→ Records supplied
========

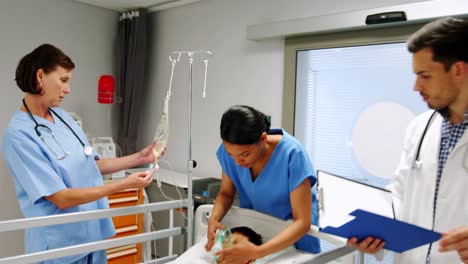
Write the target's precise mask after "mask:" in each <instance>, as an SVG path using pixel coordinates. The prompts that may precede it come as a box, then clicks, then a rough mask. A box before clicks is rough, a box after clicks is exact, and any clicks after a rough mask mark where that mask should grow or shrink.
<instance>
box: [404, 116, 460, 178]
mask: <svg viewBox="0 0 468 264" xmlns="http://www.w3.org/2000/svg"><path fill="white" fill-rule="evenodd" d="M436 113H437V110H435V111H434V112H433V113H432V114H431V117H429V120H428V121H427V124H426V127H425V128H424V131H423V133H422V135H421V139H419V144H418V149H417V151H416V157H415V158H414V162H413V167H414V168H416V169H420V168H421V167H422V161H421V158H420V152H421V147H422V144H423V142H424V137H425V136H426V133H427V130H428V129H429V126H430V125H431V123H432V121H433V119H434V116H435V114H436ZM467 154H468V149H467V151H466V153H465V158H464V160H463V167H464V168H465V170H467V171H468V159H467Z"/></svg>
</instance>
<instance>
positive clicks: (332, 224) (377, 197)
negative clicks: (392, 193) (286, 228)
mask: <svg viewBox="0 0 468 264" xmlns="http://www.w3.org/2000/svg"><path fill="white" fill-rule="evenodd" d="M317 190H318V195H317V200H318V204H319V227H320V228H324V227H327V226H333V227H337V226H341V225H343V224H344V223H347V222H348V221H350V220H352V218H353V217H352V216H349V213H351V212H353V211H354V210H356V209H362V210H365V211H369V212H372V213H375V214H379V215H383V216H386V217H390V218H394V212H393V206H392V193H391V192H390V191H389V190H386V189H383V188H379V187H375V186H371V185H368V184H365V183H361V182H358V181H354V180H351V179H348V178H345V177H342V176H338V175H333V174H330V173H328V172H325V171H320V170H319V171H317Z"/></svg>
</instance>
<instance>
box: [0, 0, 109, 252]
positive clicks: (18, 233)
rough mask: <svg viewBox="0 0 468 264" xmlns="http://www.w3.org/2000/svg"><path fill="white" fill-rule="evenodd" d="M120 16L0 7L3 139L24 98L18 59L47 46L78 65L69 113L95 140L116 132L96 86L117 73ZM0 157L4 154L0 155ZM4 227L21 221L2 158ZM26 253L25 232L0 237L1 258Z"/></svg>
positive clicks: (5, 4)
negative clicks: (105, 79)
mask: <svg viewBox="0 0 468 264" xmlns="http://www.w3.org/2000/svg"><path fill="white" fill-rule="evenodd" d="M117 21H118V13H117V12H113V11H109V10H105V9H102V8H96V7H91V6H88V5H84V4H78V3H75V2H72V1H68V0H67V1H64V0H2V1H0V33H1V41H0V80H1V87H2V89H1V91H2V92H1V93H2V95H1V96H0V137H3V133H4V129H5V127H6V126H7V123H8V121H9V119H10V116H11V115H12V113H13V112H14V111H16V110H17V109H19V107H20V105H21V98H22V97H23V93H22V92H21V90H20V89H19V88H18V87H17V86H16V84H15V82H14V78H15V69H16V65H17V63H18V61H19V59H20V58H21V57H22V56H24V55H25V54H26V53H28V52H30V51H32V50H33V49H34V48H35V47H37V46H38V45H40V44H43V43H51V44H54V45H56V46H58V47H59V48H62V49H63V51H64V52H65V53H67V54H68V55H69V56H70V57H71V58H72V59H73V61H74V62H75V64H76V69H75V70H74V71H73V77H72V78H73V79H72V82H71V91H72V92H71V94H70V95H69V96H68V97H67V98H66V100H65V101H64V104H63V107H64V108H65V109H66V110H67V111H72V112H76V113H77V114H78V115H80V116H81V117H82V118H83V121H84V129H85V131H86V132H87V133H88V134H90V135H91V136H108V135H110V134H111V132H112V129H111V127H112V124H111V108H110V107H109V106H108V105H99V104H97V102H96V101H97V100H96V91H97V89H96V86H97V80H98V77H99V76H100V75H101V74H112V73H113V50H112V47H113V45H114V41H115V38H116V34H117ZM0 155H2V154H0ZM0 209H1V210H0V221H1V220H8V219H15V218H21V217H22V214H21V212H20V210H19V207H18V203H17V200H16V197H15V190H14V185H13V180H12V177H11V176H10V175H9V173H8V170H7V168H6V164H5V162H4V161H3V157H1V158H0ZM23 252H24V246H23V233H22V231H15V232H8V233H0V257H5V256H10V255H14V254H20V253H23Z"/></svg>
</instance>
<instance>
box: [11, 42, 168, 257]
mask: <svg viewBox="0 0 468 264" xmlns="http://www.w3.org/2000/svg"><path fill="white" fill-rule="evenodd" d="M74 67H75V65H74V63H73V62H72V60H71V59H70V58H69V57H68V56H67V55H65V54H64V53H63V52H62V51H61V50H60V49H58V48H56V47H54V46H52V45H49V44H44V45H41V46H39V47H37V48H36V49H35V50H33V51H32V52H31V53H29V54H27V55H26V56H24V57H23V58H22V59H21V60H20V62H19V64H18V66H17V69H16V83H17V85H18V87H19V88H20V89H21V90H22V91H23V92H24V99H23V101H22V102H21V106H20V109H19V110H18V111H16V112H15V113H14V114H13V116H12V118H11V120H10V122H9V124H8V127H7V128H6V130H5V133H4V137H3V142H2V151H3V156H4V159H5V161H6V163H7V166H8V169H9V171H10V173H11V175H12V176H13V178H14V182H15V188H16V195H17V198H18V201H19V204H20V207H21V210H22V212H23V214H24V216H25V217H39V216H50V215H57V214H63V213H72V212H82V211H89V210H97V209H106V208H109V204H108V201H107V198H106V196H108V195H110V194H112V193H115V192H119V191H122V190H125V189H128V188H144V187H146V186H148V185H149V184H150V183H151V181H152V173H153V171H151V172H148V173H146V172H137V173H133V174H131V175H130V176H128V178H126V179H124V180H122V181H120V182H116V183H110V184H106V185H104V184H103V180H102V175H103V174H110V173H113V172H116V171H119V170H123V169H126V168H130V167H134V166H138V165H141V164H146V163H151V162H154V161H155V159H158V158H159V157H155V156H154V155H153V153H152V151H151V149H152V147H153V145H154V143H153V144H152V145H150V146H148V147H146V148H144V149H143V150H141V151H139V152H137V153H135V154H132V155H128V156H125V157H121V158H116V159H99V158H98V157H97V155H96V153H95V152H94V151H93V150H92V148H91V147H90V144H89V142H88V140H87V139H86V136H85V134H84V133H83V131H82V129H81V128H80V127H79V126H78V125H77V124H76V122H75V121H74V120H73V119H72V118H71V117H70V115H68V114H67V112H65V111H64V110H63V109H61V108H58V107H59V106H60V105H61V103H62V101H63V100H64V98H65V96H67V95H68V94H69V93H70V81H71V78H72V70H73V69H74ZM114 234H115V231H114V225H113V223H112V220H111V219H108V218H105V219H97V220H91V221H84V222H77V223H71V224H62V225H54V226H47V227H37V228H31V229H27V230H26V232H25V249H26V253H33V252H37V251H43V250H50V249H54V248H60V247H66V246H73V245H76V244H80V243H89V242H94V241H98V240H103V239H107V238H109V237H112V236H113V235H114ZM42 263H47V264H52V263H53V264H58V263H78V264H82V263H83V264H84V263H86V264H89V263H93V264H102V263H107V258H106V252H105V251H96V252H92V253H88V254H80V255H74V256H69V257H64V258H60V259H56V260H52V261H46V262H42Z"/></svg>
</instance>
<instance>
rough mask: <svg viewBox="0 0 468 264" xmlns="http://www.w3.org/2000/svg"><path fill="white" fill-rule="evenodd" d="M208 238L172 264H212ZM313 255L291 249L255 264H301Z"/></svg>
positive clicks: (193, 247) (271, 255)
mask: <svg viewBox="0 0 468 264" xmlns="http://www.w3.org/2000/svg"><path fill="white" fill-rule="evenodd" d="M206 241H207V239H206V237H205V238H204V239H202V240H200V241H199V242H198V243H196V244H195V245H193V246H192V247H191V248H189V249H188V250H187V251H185V252H184V253H183V254H182V255H180V256H179V257H178V258H177V259H175V260H174V261H172V262H169V263H172V264H187V263H193V264H212V263H213V254H212V253H211V252H206V251H205V244H206ZM313 256H314V255H313V254H310V253H306V252H303V251H300V250H297V249H295V248H293V247H289V248H287V249H285V250H282V251H279V252H277V253H274V254H271V255H269V256H266V257H264V258H261V259H258V260H256V261H255V262H254V263H255V264H263V263H271V264H285V263H301V262H303V261H306V260H310V259H313Z"/></svg>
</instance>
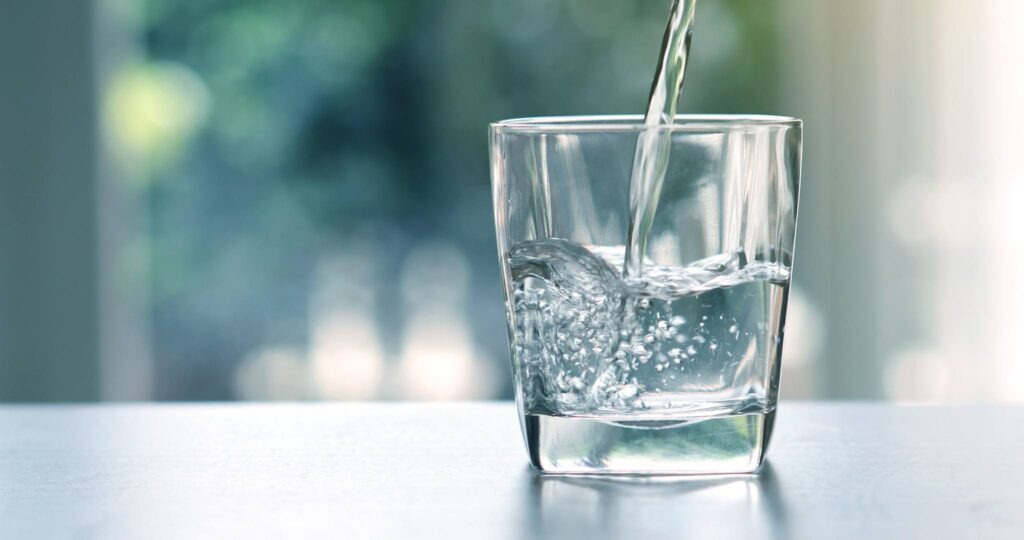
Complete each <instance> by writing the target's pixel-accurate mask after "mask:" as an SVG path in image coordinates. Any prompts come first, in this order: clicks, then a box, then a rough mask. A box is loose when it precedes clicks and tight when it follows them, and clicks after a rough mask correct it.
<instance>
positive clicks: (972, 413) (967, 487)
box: [0, 403, 1024, 540]
mask: <svg viewBox="0 0 1024 540" xmlns="http://www.w3.org/2000/svg"><path fill="white" fill-rule="evenodd" d="M1022 465H1024V407H1012V406H971V407H944V406H943V407H939V406H895V405H883V404H852V403H833V404H828V403H783V404H781V406H780V408H779V414H778V423H777V429H776V431H775V434H774V440H773V442H772V448H771V449H770V451H769V458H768V464H767V465H766V467H765V468H763V469H762V471H761V473H760V474H758V475H744V476H731V477H719V479H703V480H666V479H662V480H653V479H647V480H598V479H586V477H555V476H542V475H538V474H535V473H534V472H532V471H531V470H530V469H529V467H528V466H527V464H526V453H525V450H524V447H523V444H522V441H521V438H520V434H519V427H518V422H517V419H516V413H515V408H514V406H513V405H511V404H508V403H487V404H483V403H467V404H335V405H313V404H309V405H119V406H3V407H0V538H67V537H73V538H78V537H83V538H95V537H99V538H242V537H257V538H266V537H271V538H274V537H281V538H309V537H331V538H368V539H380V538H430V537H439V538H474V539H475V538H540V537H550V538H589V539H590V538H636V539H645V540H646V539H649V538H662V537H666V538H682V537H691V538H716V539H729V538H736V539H743V540H749V539H751V538H829V539H835V538H928V537H933V538H1015V539H1019V538H1024V466H1022Z"/></svg>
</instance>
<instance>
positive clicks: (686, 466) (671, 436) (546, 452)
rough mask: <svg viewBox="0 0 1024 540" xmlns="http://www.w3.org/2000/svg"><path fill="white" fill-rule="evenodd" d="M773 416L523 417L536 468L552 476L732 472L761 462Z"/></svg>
mask: <svg viewBox="0 0 1024 540" xmlns="http://www.w3.org/2000/svg"><path fill="white" fill-rule="evenodd" d="M774 423H775V410H774V409H772V410H771V411H769V412H757V413H746V414H736V415H728V416H713V417H703V418H685V419H647V420H636V419H635V418H634V419H630V418H629V417H622V418H609V417H593V416H590V417H587V416H551V415H543V414H527V415H526V417H525V431H526V433H525V434H526V445H527V447H528V449H529V459H530V462H531V463H532V465H534V467H536V468H537V469H538V470H540V471H542V472H546V473H555V474H736V473H749V472H754V471H756V470H757V469H758V467H760V466H761V463H762V462H763V461H764V456H765V451H766V450H767V447H768V440H769V438H770V437H771V430H772V426H773V425H774Z"/></svg>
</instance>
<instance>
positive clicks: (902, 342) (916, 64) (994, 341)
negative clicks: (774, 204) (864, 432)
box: [782, 0, 1024, 401]
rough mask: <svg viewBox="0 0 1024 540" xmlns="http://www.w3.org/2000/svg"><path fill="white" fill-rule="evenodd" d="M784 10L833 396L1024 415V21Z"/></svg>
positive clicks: (868, 3) (812, 300) (874, 1)
mask: <svg viewBox="0 0 1024 540" xmlns="http://www.w3.org/2000/svg"><path fill="white" fill-rule="evenodd" d="M782 4H783V10H782V11H783V15H782V25H783V31H782V35H783V36H785V38H784V44H783V53H782V58H783V63H784V65H785V81H786V82H785V87H784V93H783V95H784V101H785V105H786V107H785V110H784V112H785V113H788V114H793V115H795V116H800V117H802V118H804V119H805V120H806V124H805V169H804V183H803V186H804V190H803V193H802V198H801V204H802V206H801V210H800V212H801V217H800V232H799V238H800V240H799V246H798V257H797V258H798V260H797V264H798V266H797V269H796V282H797V284H798V285H801V286H804V287H805V290H807V291H808V293H809V296H810V297H811V299H812V301H814V302H815V303H816V304H817V305H818V307H819V308H820V310H821V311H822V313H823V315H824V320H825V321H824V323H825V325H826V328H827V336H828V339H827V341H826V345H825V350H824V354H823V355H822V357H821V358H820V359H819V360H818V365H817V373H818V384H819V391H818V393H819V394H821V396H823V397H840V398H877V397H883V396H884V397H888V398H893V399H919V400H937V401H989V400H993V401H1024V384H1022V383H1021V382H1020V381H1024V358H1021V357H1022V352H1024V286H1022V285H1021V281H1020V280H1017V279H1016V277H1015V274H1014V273H1015V272H1016V271H1017V269H1019V268H1022V267H1024V215H1022V212H1024V161H1022V156H1024V152H1022V150H1024V130H1022V121H1024V35H1022V33H1021V32H1020V31H1019V24H1020V20H1022V19H1024V3H1021V2H1019V1H1016V0H979V1H974V2H963V1H957V0H901V1H892V0H873V1H868V2H854V1H850V0H830V1H827V2H821V1H818V0H784V1H783V2H782ZM800 333H801V328H800V327H799V325H794V326H791V327H790V329H788V332H787V334H788V337H787V339H799V335H800Z"/></svg>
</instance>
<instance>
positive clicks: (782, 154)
mask: <svg viewBox="0 0 1024 540" xmlns="http://www.w3.org/2000/svg"><path fill="white" fill-rule="evenodd" d="M801 129H802V127H801V122H800V120H796V119H792V118H782V117H769V116H686V115H683V116H679V117H678V119H677V121H676V123H675V124H674V125H672V126H660V127H656V128H645V127H644V126H643V123H642V119H641V118H640V117H575V118H567V117H566V118H534V119H520V120H508V121H504V122H499V123H496V124H492V126H490V161H492V180H493V186H494V197H495V215H496V222H497V227H498V249H499V254H500V256H501V266H502V276H503V281H504V286H505V298H506V307H507V315H508V326H509V336H510V342H511V349H512V369H513V376H514V380H515V392H516V401H517V403H518V406H519V412H520V419H521V426H522V429H523V433H524V437H525V439H526V445H527V448H528V451H529V458H530V462H531V463H532V464H534V466H535V467H536V468H538V469H539V470H542V471H545V472H556V473H558V472H562V473H664V474H689V473H737V472H752V471H755V470H756V469H757V468H758V467H759V466H760V465H761V463H762V462H763V460H764V456H765V450H766V448H767V445H768V440H769V438H770V435H771V430H772V425H773V423H774V418H775V406H776V401H777V397H778V378H779V377H778V375H779V358H780V355H781V351H782V335H783V327H784V324H785V306H786V298H787V295H788V290H790V271H791V268H792V265H793V246H794V241H795V236H796V225H797V199H798V197H797V195H798V185H799V178H800V162H801ZM641 137H654V138H655V139H656V140H658V141H659V146H660V148H662V149H663V151H664V150H668V151H669V154H668V156H669V159H668V162H667V163H663V167H662V168H663V169H664V171H665V175H664V181H663V182H660V184H659V185H657V183H658V182H644V183H645V185H643V186H633V189H632V190H631V185H630V183H631V180H630V177H631V170H632V167H633V163H634V158H635V155H636V153H637V148H638V141H640V140H641ZM643 140H648V139H647V138H644V139H643ZM648 183H649V185H648ZM631 197H632V198H633V200H632V201H631ZM644 202H646V204H643V203H644ZM637 208H641V211H638V210H637ZM631 229H634V230H635V231H634V233H633V234H632V235H631V234H630V230H631ZM631 239H632V242H631ZM628 244H632V245H633V248H634V250H633V251H632V253H634V255H632V256H630V257H627V251H629V250H628V247H627V246H628ZM627 258H630V259H631V260H632V261H634V262H633V263H631V264H629V268H627Z"/></svg>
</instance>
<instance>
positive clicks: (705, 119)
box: [490, 115, 803, 133]
mask: <svg viewBox="0 0 1024 540" xmlns="http://www.w3.org/2000/svg"><path fill="white" fill-rule="evenodd" d="M802 125H803V121H802V120H800V119H799V118H793V117H787V116H773V115H676V122H675V123H673V124H671V125H670V124H658V125H656V126H647V125H644V123H643V116H642V115H588V116H538V117H526V118H511V119H508V120H501V121H498V122H493V123H492V124H490V130H492V131H519V132H563V133H564V132H570V133H579V132H594V131H612V132H622V131H635V132H639V131H645V130H651V129H653V130H658V131H673V132H674V131H731V130H737V129H751V128H761V127H778V128H794V127H801V126H802Z"/></svg>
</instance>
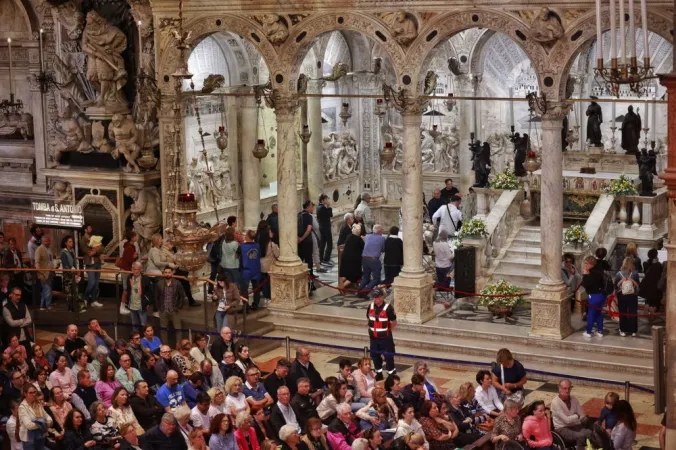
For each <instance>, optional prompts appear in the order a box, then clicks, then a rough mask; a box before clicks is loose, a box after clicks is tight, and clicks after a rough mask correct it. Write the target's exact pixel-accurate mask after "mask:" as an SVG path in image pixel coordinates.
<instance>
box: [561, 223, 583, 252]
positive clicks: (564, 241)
mask: <svg viewBox="0 0 676 450" xmlns="http://www.w3.org/2000/svg"><path fill="white" fill-rule="evenodd" d="M563 243H564V244H572V245H575V246H576V247H577V246H579V245H583V244H588V243H589V236H588V235H587V233H586V232H585V231H584V227H583V226H582V225H579V224H575V225H571V226H569V227H568V228H567V229H566V232H565V233H564V234H563Z"/></svg>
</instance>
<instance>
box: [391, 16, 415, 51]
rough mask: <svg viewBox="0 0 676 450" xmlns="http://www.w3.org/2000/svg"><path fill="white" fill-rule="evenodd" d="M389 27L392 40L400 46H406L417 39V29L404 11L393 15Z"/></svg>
mask: <svg viewBox="0 0 676 450" xmlns="http://www.w3.org/2000/svg"><path fill="white" fill-rule="evenodd" d="M390 26H391V28H392V34H393V35H394V39H395V40H396V41H397V42H398V43H399V44H401V45H408V44H410V43H411V42H413V41H414V40H415V38H416V37H418V27H417V25H416V24H415V21H414V20H413V19H412V18H411V17H409V15H408V14H406V13H405V12H404V11H399V12H397V13H395V14H394V17H393V21H392V24H391V25H390Z"/></svg>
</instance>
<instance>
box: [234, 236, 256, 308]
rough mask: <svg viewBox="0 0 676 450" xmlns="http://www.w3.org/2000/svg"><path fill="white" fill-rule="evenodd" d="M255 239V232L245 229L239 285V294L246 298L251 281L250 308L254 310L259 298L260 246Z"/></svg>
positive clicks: (246, 297) (241, 295) (255, 239)
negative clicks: (241, 281)
mask: <svg viewBox="0 0 676 450" xmlns="http://www.w3.org/2000/svg"><path fill="white" fill-rule="evenodd" d="M255 240H256V232H255V231H253V230H249V231H247V232H246V235H245V236H244V243H243V244H242V246H241V252H242V257H241V258H240V261H241V266H242V282H241V283H240V286H239V292H240V295H241V296H243V297H246V298H248V295H247V294H246V292H247V291H248V290H249V283H251V288H252V290H253V291H254V301H253V303H252V304H251V308H250V309H252V310H254V311H255V310H257V309H258V303H259V302H260V300H261V293H260V290H259V289H258V286H259V285H260V280H261V246H260V245H258V243H257V242H255Z"/></svg>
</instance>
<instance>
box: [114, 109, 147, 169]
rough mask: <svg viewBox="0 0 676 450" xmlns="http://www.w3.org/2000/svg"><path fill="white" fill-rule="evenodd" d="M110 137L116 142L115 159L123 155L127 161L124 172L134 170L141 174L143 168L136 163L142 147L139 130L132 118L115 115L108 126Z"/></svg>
mask: <svg viewBox="0 0 676 450" xmlns="http://www.w3.org/2000/svg"><path fill="white" fill-rule="evenodd" d="M108 135H109V136H110V138H111V139H113V140H114V141H115V149H114V150H113V152H112V155H113V158H115V159H118V158H119V157H120V154H122V155H123V156H124V158H125V159H126V160H127V166H126V167H125V168H124V171H125V172H131V171H132V170H133V171H134V172H136V173H141V168H140V167H139V166H138V164H137V163H136V160H137V159H138V157H139V154H140V153H141V147H140V146H139V144H138V142H137V140H138V130H137V129H136V124H134V121H133V120H132V118H131V116H129V115H128V116H124V115H122V114H114V115H113V120H112V121H111V122H110V126H108Z"/></svg>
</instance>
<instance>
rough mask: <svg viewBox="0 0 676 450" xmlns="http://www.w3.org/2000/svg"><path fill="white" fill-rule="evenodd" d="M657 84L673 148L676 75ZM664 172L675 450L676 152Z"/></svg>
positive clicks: (675, 120)
mask: <svg viewBox="0 0 676 450" xmlns="http://www.w3.org/2000/svg"><path fill="white" fill-rule="evenodd" d="M660 83H661V84H662V85H663V86H666V88H667V98H668V99H669V101H668V104H667V136H668V139H669V142H668V147H669V148H670V149H673V148H676V71H675V72H671V73H669V74H667V75H661V76H660ZM667 158H668V160H667V168H666V170H665V171H664V173H663V174H662V175H660V178H662V179H663V180H664V181H665V183H666V185H667V188H668V189H669V199H670V200H671V201H670V202H669V219H668V233H667V236H669V242H668V243H667V244H666V246H665V247H666V248H667V276H666V279H667V295H666V306H665V320H666V326H665V333H666V339H665V341H666V345H665V360H666V366H667V377H666V386H665V392H666V393H667V395H666V399H667V405H666V406H667V420H666V426H667V433H666V445H665V447H664V448H676V396H674V395H673V393H674V392H676V282H674V280H676V204H674V199H676V152H674V151H673V150H672V151H670V152H669V153H668V155H667Z"/></svg>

========

In the records above, the line with "27L392 40L400 46H406L417" marks the start and the line with "box: [114, 109, 147, 169]" marks the end; copy that stretch exactly, both lines included, and nothing else.

rough mask: <svg viewBox="0 0 676 450" xmlns="http://www.w3.org/2000/svg"><path fill="white" fill-rule="evenodd" d="M389 27L392 40L400 46H406L417 39V29L404 11L393 15Z"/></svg>
mask: <svg viewBox="0 0 676 450" xmlns="http://www.w3.org/2000/svg"><path fill="white" fill-rule="evenodd" d="M390 26H391V28H392V34H393V35H394V39H395V40H396V41H397V42H398V43H399V44H401V45H408V44H410V43H411V42H413V41H414V40H415V38H416V37H418V27H417V25H416V24H415V21H414V20H413V19H412V18H411V17H409V15H408V14H406V13H405V12H404V11H399V12H397V13H395V14H394V17H393V21H392V24H391V25H390Z"/></svg>
</instance>
<instance>
box: [234, 236, 256, 308]
rough mask: <svg viewBox="0 0 676 450" xmlns="http://www.w3.org/2000/svg"><path fill="white" fill-rule="evenodd" d="M255 239V232L245 229L239 285V294L246 298L251 281L250 308L254 310L259 298L260 246Z"/></svg>
positive clicks: (246, 297) (241, 295) (255, 239)
negative clicks: (241, 281)
mask: <svg viewBox="0 0 676 450" xmlns="http://www.w3.org/2000/svg"><path fill="white" fill-rule="evenodd" d="M255 240H256V232H255V231H253V230H249V231H247V232H246V235H245V236H244V243H243V244H242V246H241V252H242V257H241V258H240V261H241V266H242V282H241V283H240V286H239V292H240V295H241V296H243V297H246V298H248V295H247V294H246V292H247V291H248V290H249V283H251V288H252V290H253V291H254V301H253V303H252V304H251V308H250V309H252V310H254V311H255V310H257V309H258V303H259V302H260V300H261V293H260V290H259V289H258V286H259V285H260V280H261V246H260V245H258V243H257V242H255Z"/></svg>
</instance>
<instance>
box: [114, 109, 147, 169]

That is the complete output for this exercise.